What you have to do ▸
The entries below hold a line with "Target: chrome pipe" and a line with "Exercise. Locate the blue". Return those lines and all that lie between them, exactly and only.

Data for the task ▸
○ ○ ○ ○ ○ ○ ○

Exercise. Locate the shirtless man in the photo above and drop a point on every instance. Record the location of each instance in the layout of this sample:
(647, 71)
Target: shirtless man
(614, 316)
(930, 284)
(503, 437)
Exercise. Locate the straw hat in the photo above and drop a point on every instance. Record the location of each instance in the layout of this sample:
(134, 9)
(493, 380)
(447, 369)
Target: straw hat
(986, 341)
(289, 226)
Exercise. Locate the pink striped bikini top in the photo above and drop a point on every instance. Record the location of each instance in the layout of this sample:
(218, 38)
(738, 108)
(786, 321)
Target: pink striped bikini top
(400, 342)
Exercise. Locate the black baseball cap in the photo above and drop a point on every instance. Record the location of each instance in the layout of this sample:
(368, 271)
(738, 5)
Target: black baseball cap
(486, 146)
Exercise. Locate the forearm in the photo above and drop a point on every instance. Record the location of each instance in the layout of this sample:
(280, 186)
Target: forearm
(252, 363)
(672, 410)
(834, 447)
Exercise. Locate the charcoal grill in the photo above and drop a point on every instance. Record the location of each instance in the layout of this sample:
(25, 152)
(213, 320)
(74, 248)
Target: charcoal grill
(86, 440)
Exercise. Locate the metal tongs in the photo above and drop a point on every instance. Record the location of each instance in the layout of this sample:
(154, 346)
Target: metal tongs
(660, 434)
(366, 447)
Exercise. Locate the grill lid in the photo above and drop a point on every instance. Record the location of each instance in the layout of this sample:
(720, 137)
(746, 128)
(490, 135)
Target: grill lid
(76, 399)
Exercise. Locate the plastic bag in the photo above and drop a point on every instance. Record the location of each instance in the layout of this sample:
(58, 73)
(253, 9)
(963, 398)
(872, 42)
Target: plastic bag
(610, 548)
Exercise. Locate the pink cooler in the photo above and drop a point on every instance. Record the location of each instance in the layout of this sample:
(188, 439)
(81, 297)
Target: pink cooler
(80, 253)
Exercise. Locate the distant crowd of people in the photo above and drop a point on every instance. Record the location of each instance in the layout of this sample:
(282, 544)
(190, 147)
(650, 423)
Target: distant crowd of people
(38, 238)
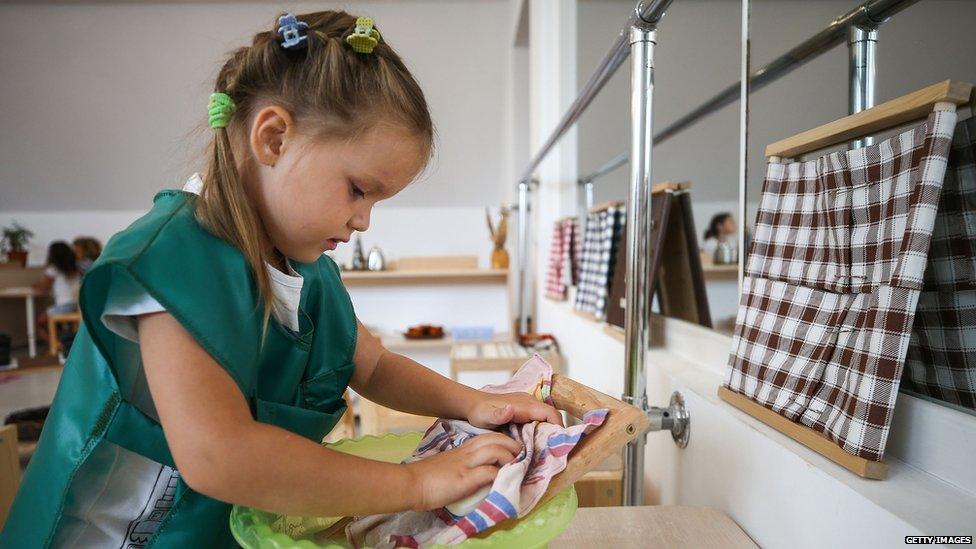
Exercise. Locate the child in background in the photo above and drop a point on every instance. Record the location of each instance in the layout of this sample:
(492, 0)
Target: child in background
(87, 250)
(218, 339)
(720, 229)
(61, 280)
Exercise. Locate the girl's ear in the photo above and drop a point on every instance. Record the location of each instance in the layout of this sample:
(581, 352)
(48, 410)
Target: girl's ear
(270, 130)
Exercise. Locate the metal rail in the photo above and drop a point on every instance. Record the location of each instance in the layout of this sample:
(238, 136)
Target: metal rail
(868, 16)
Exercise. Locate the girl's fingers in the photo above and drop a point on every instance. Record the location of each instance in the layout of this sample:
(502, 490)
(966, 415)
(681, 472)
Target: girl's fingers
(552, 415)
(491, 455)
(481, 476)
(503, 415)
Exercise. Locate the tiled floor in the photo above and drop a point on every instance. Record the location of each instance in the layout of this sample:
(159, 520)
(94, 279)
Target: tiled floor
(27, 389)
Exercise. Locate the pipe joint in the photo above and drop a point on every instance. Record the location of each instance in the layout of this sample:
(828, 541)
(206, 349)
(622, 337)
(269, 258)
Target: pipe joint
(674, 418)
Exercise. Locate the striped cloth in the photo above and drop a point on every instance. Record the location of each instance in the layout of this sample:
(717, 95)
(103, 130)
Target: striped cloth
(516, 490)
(941, 360)
(563, 259)
(832, 281)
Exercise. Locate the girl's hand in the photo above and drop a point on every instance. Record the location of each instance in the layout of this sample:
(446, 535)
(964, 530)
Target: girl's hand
(492, 410)
(456, 474)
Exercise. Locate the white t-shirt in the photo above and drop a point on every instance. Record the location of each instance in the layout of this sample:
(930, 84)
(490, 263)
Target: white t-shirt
(65, 288)
(123, 307)
(123, 496)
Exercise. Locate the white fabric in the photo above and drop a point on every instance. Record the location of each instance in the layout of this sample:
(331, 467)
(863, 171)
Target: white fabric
(65, 288)
(122, 498)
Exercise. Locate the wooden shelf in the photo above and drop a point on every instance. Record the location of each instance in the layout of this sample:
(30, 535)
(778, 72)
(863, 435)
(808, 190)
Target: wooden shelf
(806, 436)
(397, 341)
(720, 272)
(439, 276)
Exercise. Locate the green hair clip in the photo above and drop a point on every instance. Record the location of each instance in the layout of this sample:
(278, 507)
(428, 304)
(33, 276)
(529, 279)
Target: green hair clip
(364, 37)
(220, 109)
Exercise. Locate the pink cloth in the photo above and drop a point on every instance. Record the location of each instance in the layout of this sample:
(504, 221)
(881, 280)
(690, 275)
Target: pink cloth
(516, 490)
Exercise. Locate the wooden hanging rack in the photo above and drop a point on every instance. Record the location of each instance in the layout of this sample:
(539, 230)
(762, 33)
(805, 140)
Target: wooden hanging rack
(907, 108)
(890, 114)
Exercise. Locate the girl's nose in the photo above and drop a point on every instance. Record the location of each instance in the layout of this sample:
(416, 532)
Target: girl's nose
(360, 221)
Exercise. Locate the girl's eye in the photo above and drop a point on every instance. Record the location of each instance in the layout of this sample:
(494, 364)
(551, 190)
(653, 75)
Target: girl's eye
(356, 190)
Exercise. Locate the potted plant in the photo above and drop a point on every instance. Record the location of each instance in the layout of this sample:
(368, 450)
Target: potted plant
(15, 239)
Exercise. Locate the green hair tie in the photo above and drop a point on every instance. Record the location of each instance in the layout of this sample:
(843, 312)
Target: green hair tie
(364, 37)
(220, 109)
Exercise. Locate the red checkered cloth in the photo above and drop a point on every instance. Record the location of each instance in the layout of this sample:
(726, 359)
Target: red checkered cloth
(941, 360)
(559, 276)
(832, 281)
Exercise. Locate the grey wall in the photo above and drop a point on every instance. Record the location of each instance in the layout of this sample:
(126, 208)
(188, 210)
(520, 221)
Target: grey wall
(99, 100)
(698, 55)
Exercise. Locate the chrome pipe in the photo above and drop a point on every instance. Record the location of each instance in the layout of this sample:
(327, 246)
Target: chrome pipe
(638, 295)
(863, 46)
(648, 11)
(610, 166)
(745, 61)
(872, 13)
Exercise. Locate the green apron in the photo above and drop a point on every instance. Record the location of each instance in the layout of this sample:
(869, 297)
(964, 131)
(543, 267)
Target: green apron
(293, 380)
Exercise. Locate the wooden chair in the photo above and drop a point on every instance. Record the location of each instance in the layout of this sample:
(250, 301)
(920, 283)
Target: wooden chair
(9, 469)
(54, 321)
(493, 356)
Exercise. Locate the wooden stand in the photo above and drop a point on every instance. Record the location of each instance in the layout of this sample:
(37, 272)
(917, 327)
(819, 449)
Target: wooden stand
(945, 95)
(623, 424)
(494, 356)
(676, 266)
(806, 436)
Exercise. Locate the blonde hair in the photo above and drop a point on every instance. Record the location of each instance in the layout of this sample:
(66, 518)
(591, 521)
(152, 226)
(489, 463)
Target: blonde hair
(325, 85)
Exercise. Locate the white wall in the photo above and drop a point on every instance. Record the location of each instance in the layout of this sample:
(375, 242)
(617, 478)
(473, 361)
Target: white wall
(782, 494)
(698, 55)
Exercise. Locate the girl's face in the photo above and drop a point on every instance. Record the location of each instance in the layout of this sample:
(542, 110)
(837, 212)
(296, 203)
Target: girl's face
(316, 193)
(728, 226)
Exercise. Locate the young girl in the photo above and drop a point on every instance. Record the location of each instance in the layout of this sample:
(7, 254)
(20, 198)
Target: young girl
(87, 250)
(720, 229)
(217, 338)
(61, 279)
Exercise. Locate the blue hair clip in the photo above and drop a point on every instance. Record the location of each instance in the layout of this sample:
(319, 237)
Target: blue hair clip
(292, 32)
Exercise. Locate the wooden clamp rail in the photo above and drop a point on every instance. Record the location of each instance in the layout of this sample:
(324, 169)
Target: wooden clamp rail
(623, 424)
(890, 114)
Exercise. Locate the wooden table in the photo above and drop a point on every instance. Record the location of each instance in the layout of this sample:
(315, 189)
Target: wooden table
(651, 526)
(28, 294)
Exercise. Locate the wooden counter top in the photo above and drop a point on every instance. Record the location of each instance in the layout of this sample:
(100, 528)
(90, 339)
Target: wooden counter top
(651, 526)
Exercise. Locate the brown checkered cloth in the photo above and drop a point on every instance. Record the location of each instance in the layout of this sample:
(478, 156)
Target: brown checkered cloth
(832, 281)
(559, 259)
(941, 361)
(596, 264)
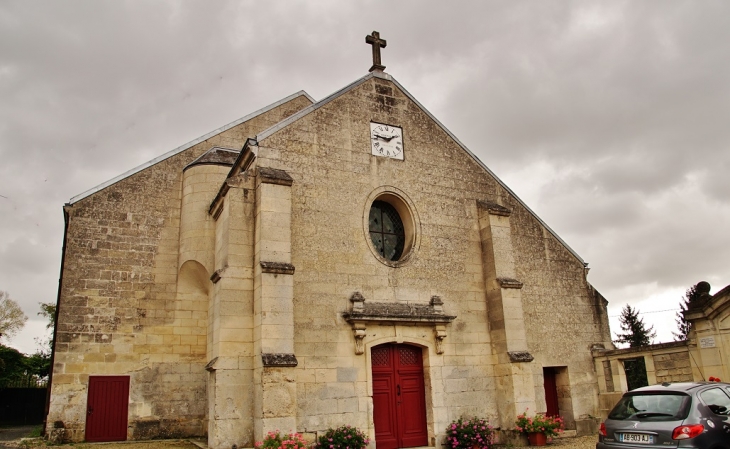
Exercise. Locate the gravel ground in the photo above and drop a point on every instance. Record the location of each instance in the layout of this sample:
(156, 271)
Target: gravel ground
(587, 442)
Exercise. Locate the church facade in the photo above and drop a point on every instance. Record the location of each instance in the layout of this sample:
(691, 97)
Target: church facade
(315, 264)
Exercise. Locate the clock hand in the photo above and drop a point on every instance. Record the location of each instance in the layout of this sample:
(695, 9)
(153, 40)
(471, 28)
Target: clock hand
(387, 138)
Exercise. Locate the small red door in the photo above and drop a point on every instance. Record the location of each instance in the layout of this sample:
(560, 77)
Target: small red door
(106, 408)
(551, 391)
(399, 397)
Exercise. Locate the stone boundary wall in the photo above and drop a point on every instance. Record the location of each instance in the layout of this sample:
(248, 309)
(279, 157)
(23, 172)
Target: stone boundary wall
(665, 362)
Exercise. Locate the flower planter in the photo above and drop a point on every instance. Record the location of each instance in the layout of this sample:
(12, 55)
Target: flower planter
(537, 439)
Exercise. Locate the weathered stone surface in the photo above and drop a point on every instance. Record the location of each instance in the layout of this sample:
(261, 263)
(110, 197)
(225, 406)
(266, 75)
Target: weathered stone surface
(166, 272)
(279, 359)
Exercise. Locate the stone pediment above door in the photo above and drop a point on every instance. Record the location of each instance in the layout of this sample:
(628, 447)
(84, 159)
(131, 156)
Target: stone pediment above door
(363, 313)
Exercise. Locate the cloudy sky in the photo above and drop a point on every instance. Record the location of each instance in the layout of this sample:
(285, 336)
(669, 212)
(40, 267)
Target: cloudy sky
(610, 119)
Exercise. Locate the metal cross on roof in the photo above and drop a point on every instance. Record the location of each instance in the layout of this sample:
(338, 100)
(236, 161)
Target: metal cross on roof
(375, 40)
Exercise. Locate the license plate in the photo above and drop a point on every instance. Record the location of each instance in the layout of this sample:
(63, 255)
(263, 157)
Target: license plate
(636, 438)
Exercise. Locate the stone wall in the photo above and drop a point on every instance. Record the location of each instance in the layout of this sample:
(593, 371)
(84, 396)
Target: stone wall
(327, 155)
(665, 362)
(672, 367)
(120, 308)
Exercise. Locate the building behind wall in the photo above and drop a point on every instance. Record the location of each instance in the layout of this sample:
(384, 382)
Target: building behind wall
(704, 355)
(258, 279)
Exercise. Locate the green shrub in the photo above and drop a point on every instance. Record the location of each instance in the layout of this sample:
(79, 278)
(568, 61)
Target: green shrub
(467, 433)
(344, 437)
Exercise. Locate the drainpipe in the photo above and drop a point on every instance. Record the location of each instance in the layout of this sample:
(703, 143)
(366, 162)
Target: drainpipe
(55, 327)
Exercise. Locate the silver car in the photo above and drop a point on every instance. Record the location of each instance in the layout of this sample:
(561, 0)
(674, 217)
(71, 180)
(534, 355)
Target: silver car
(682, 415)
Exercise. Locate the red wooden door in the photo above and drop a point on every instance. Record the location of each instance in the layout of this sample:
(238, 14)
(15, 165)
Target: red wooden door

○ ○ ○ ○ ○ ○ ○

Finished task ▸
Target: chrome pipe
(638, 295)
(863, 46)
(648, 11)
(610, 166)
(745, 61)
(872, 13)
Exercise. Locate the green apron in the photo above and drop a point on every instance. Record the location of each instance in the layout of this sample:
(869, 297)
(964, 131)
(543, 267)
Target: green apron
(293, 380)
Exercise. Locate the wooden chair in the photo above and drop a point on every instance. Record the location of each instance in the layout of this sample:
(250, 301)
(920, 283)
Target: wooden chair
(9, 469)
(54, 321)
(493, 356)
Exercise. Locate the wooden stand in the photo above and drop a point on every instance. Record the location of each instance in the layout of this sample:
(37, 272)
(917, 327)
(819, 449)
Target: wooden stand
(945, 95)
(623, 424)
(494, 356)
(676, 266)
(806, 436)
Exercise. Locate the blonde hair in the photo above and drop a point on every instance. Record the location of each instance in the layout of this sample:
(66, 518)
(591, 521)
(152, 226)
(489, 463)
Target: blonde hair
(325, 85)
Exercise. Locate the white wall in the photo above and drop a point on every instance. Record the location of each instance in the layout of this sample:
(375, 242)
(617, 478)
(473, 361)
Target: white wall
(782, 494)
(698, 55)
Exercise. Locate the girl's face in the photo above and drop a point on every instance. Record the location of each instance in the layout of this sample:
(542, 110)
(837, 212)
(296, 203)
Target: girl's face
(316, 193)
(728, 226)
Exercise. Locate the young girl in the photo above and drop a point on every instance. Record the location of each instance in the layout of this sample:
(7, 254)
(20, 198)
Target: young girl
(87, 250)
(720, 229)
(217, 338)
(61, 279)
Exercise. Locate the blue hair clip in the photo above and drop a point on every instance. Record the location of each instance in the layout of this sample:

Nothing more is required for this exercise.